### Work request
Nothing but the line containing "Practice. Put a dot on the weathered" and the lines after it in the entries below should appear, each repeated exactly.

======== Entries supplied ========

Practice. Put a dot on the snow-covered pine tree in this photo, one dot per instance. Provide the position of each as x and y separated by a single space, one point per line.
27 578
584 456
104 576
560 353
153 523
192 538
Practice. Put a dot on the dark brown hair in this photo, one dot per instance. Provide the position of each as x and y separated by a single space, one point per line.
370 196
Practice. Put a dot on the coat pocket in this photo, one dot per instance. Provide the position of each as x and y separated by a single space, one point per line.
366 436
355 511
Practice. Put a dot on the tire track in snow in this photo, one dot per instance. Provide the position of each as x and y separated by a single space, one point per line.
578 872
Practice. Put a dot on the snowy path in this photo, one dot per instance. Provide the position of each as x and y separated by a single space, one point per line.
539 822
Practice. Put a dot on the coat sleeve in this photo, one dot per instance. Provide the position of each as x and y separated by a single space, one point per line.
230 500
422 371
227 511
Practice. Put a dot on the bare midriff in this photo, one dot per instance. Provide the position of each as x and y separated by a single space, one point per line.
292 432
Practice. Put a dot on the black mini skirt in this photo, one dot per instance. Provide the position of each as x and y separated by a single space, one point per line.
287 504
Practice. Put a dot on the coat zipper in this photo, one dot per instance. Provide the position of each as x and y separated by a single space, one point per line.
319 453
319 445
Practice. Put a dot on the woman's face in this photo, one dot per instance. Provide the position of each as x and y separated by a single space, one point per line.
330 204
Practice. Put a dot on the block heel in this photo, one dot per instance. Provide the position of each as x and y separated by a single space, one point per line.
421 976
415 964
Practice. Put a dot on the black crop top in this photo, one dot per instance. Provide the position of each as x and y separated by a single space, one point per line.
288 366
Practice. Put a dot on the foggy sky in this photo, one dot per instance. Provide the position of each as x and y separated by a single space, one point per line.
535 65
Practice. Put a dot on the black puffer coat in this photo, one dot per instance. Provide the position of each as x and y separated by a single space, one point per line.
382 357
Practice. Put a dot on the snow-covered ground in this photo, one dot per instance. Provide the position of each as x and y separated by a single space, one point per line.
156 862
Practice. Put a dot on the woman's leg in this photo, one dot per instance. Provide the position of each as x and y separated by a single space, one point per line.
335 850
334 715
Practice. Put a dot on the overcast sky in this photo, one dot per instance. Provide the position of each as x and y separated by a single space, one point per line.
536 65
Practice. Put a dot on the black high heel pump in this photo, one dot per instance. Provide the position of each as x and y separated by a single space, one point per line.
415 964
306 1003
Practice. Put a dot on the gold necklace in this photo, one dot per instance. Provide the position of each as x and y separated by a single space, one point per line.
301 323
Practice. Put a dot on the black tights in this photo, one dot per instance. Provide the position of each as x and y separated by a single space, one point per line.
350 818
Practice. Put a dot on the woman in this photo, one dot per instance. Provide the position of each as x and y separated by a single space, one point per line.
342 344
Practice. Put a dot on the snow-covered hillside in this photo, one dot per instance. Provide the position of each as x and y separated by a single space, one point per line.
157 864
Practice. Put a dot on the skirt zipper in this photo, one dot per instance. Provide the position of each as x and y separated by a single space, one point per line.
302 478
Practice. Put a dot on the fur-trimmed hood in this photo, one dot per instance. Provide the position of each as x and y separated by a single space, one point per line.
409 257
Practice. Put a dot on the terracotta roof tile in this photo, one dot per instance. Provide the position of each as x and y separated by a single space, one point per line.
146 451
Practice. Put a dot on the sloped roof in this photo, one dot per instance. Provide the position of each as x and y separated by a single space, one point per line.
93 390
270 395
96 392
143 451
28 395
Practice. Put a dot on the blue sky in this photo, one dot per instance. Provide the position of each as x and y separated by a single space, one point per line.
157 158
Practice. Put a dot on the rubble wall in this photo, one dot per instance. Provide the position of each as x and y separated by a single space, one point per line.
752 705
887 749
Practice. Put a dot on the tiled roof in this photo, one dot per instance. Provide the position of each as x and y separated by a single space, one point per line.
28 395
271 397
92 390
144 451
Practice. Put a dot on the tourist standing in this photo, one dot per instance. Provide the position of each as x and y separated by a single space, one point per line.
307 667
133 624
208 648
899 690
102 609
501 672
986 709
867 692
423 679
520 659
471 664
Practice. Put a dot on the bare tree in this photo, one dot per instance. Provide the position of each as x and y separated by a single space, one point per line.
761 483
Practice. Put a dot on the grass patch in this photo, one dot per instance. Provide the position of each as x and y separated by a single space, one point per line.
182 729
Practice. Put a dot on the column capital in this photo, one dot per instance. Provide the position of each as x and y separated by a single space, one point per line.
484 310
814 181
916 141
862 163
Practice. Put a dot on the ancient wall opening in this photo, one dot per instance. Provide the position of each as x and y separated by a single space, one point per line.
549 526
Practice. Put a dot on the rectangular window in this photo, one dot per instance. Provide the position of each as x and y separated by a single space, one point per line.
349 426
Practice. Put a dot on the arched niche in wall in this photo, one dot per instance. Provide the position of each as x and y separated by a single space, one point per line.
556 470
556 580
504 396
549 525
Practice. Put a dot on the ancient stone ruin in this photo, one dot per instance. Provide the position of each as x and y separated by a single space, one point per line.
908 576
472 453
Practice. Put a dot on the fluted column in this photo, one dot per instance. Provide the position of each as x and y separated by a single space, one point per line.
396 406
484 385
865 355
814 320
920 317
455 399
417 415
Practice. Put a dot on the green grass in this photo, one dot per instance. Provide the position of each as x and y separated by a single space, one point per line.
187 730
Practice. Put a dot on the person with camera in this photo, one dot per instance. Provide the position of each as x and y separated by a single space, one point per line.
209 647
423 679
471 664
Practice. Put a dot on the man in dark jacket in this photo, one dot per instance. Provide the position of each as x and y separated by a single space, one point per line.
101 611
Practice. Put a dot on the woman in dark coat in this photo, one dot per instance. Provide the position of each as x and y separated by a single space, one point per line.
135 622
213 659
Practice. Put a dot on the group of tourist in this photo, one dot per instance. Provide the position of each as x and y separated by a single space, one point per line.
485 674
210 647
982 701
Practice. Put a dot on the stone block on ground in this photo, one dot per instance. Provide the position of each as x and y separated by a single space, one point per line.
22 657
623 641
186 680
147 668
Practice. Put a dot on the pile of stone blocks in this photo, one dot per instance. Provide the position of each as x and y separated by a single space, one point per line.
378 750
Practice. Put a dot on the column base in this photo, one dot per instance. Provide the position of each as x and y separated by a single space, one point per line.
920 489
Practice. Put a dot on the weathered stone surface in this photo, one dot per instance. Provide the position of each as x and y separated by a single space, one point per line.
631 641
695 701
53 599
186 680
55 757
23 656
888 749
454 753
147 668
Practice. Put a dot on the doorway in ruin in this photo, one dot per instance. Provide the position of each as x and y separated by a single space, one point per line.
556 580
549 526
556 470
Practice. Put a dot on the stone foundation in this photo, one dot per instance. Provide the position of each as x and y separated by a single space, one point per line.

========

### Finished task
Practice. Put a dot on the weathered stone surface in this photo, one dot per instance. Provide the position of each as x and y separated by a single space, one point per line.
631 641
695 701
53 599
186 680
55 757
23 656
888 749
454 753
147 668
Practice. Put a dot on the doorway in ruin in this photo, one dot per instance. Provide the position of each as x and y separated by a single space, one point per line.
556 580
549 526
556 470
Practice. Put a dot on the stone foundation in this photo, one dot per instance. Provide the position of each as x and y separated by a single space, one point per line.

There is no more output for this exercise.